Source.
— Start —

Alligator Alcatraz closed on June 25, just shy of its one-year anniversary. But even before it opened on July 1, 2025, the facility faced numerous lawsuits on environmental, due process and civil rights grounds that sought to close it down.
The lawsuit, filed in the U.S. District Court for the Southern District of Florida in May, argued the Florida Division of Emergency Management violated the federal Clean Air Act by failing to get air quality permits for the facility.
The group alleged the diesel generators and equipment caused "substantial, unpermitted pollution," including the release of benzene, formaldehyde, nitrogen oxides and particulate matter, and would result in more than $120,000 in daily fines.
The group will continue to pursue other litigation in federal court, including a lawsuit filed in June 2025 alleging the environmental review studies weren't completed before building the detention facility, a requirement before approval of federal contracts according to the National Environmental Policy Act.
"We and our partners will not stop until every piece of infrastructure tied to this facility is gone for good, the damage is assessed, and Big Cypress is restored," Maher said.
In the year it was open, Alligator Alcatraz helped the federal government deport 21,000 people and "fulfilled the role that it was designed to serve," Gov. Ron DeSantis said at the press conference announcing the closure of the facility.

— End —

Task details. Reproduce the passage above about the closing of Alligator Alcatraz in full, word for word.

Dataset section.
— Start —

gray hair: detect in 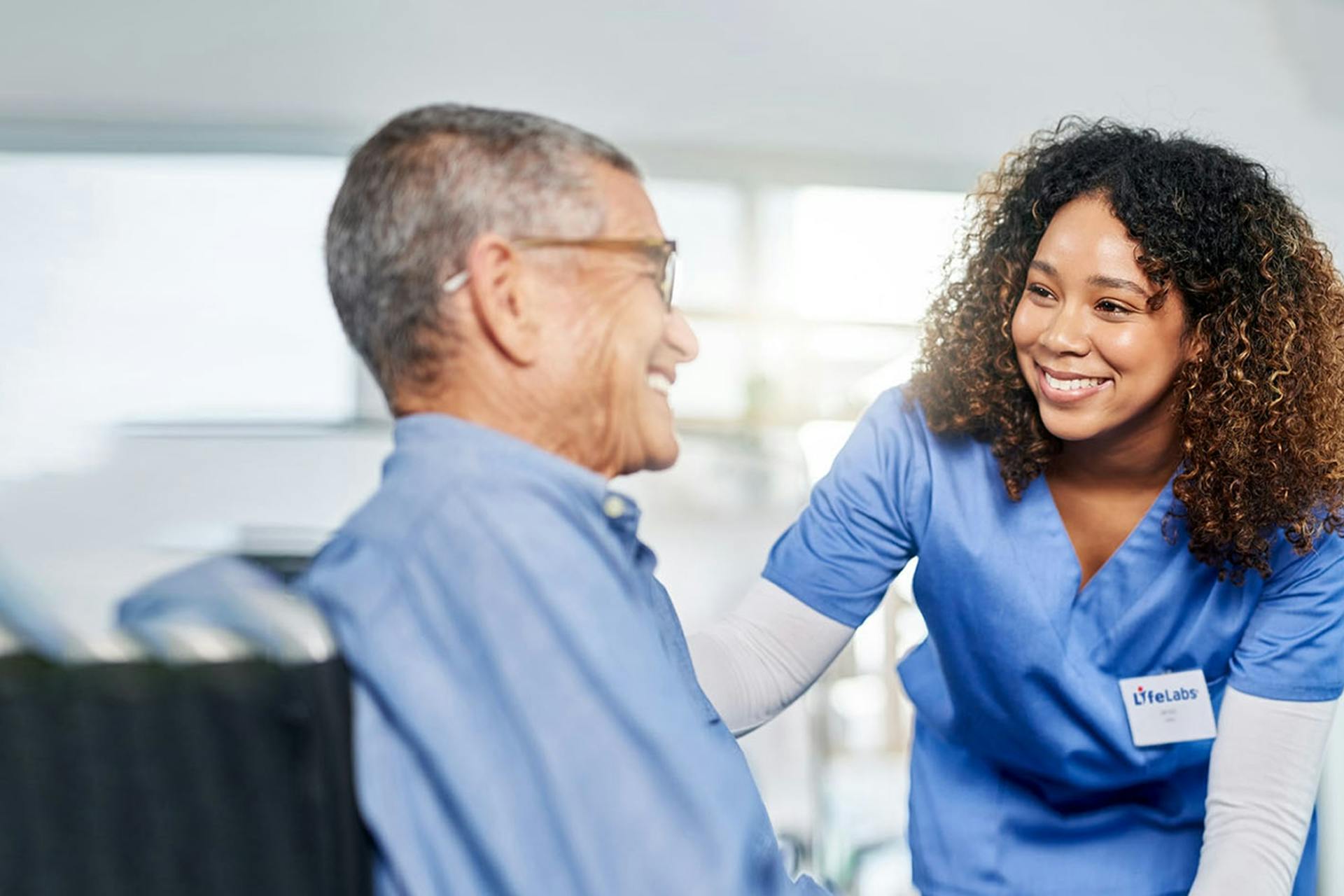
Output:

— End —

Full output.
Alligator Alcatraz closed on June 25, just shy of its one-year anniversary. But even before it opened on July 1, 2025, the facility faced numerous lawsuits on environmental, due process and civil rights grounds that sought to close it down.
The lawsuit, filed in the U.S. District Court for the Southern District of Florida in May, argued the Florida Division of Emergency Management violated the federal Clean Air Act by failing to get air quality permits for the facility.
The group alleged the diesel generators and equipment caused "substantial, unpermitted pollution," including the release of benzene, formaldehyde, nitrogen oxides and particulate matter, and would result in more than $120,000 in daily fines.
The group will continue to pursue other litigation in federal court, including a lawsuit filed in June 2025 alleging the environmental review studies weren't completed before building the detention facility, a requirement before approval of federal contracts according to the National Environmental Policy Act.
"We and our partners will not stop until every piece of infrastructure tied to this facility is gone for good, the damage is assessed, and Big Cypress is restored," Maher said.
In the year it was open, Alligator Alcatraz helped the federal government deport 21,000 people and "fulfilled the role that it was designed to serve," Gov. Ron DeSantis said at the press conference announcing the closure of the facility.